Copy the records below word for word, from the line containing "Pass-network tagging: label the blue plastic" through the line containing "[(644, 259)]", including both of those lines.
───── Available data
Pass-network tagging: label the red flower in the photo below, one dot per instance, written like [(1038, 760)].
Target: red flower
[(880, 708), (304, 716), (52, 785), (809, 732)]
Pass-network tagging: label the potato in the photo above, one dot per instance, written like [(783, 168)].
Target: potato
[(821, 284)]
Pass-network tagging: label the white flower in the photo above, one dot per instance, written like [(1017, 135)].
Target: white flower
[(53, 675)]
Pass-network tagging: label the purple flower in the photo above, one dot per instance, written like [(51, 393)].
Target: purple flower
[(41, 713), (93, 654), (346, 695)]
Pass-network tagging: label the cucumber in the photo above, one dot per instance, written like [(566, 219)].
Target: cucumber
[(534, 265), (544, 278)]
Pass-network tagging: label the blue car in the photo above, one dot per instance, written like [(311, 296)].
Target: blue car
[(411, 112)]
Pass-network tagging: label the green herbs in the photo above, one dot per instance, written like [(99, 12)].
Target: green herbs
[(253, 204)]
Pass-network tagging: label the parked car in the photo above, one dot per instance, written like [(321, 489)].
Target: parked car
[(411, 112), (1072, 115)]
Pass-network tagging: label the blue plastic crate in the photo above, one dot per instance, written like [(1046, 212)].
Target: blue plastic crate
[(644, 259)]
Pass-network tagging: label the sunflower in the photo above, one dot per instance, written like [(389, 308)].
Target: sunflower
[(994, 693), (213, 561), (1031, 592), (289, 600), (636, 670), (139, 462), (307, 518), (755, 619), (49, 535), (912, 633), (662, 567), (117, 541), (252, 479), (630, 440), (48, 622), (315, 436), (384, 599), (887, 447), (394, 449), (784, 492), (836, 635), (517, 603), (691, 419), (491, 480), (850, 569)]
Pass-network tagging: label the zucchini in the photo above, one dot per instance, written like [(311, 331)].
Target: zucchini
──────────
**Answer to this exercise**
Pass-network tagging: label the blue plastic crate in the photo above, one dot per instance, written like [(1046, 212)].
Target: blue plastic crate
[(644, 259)]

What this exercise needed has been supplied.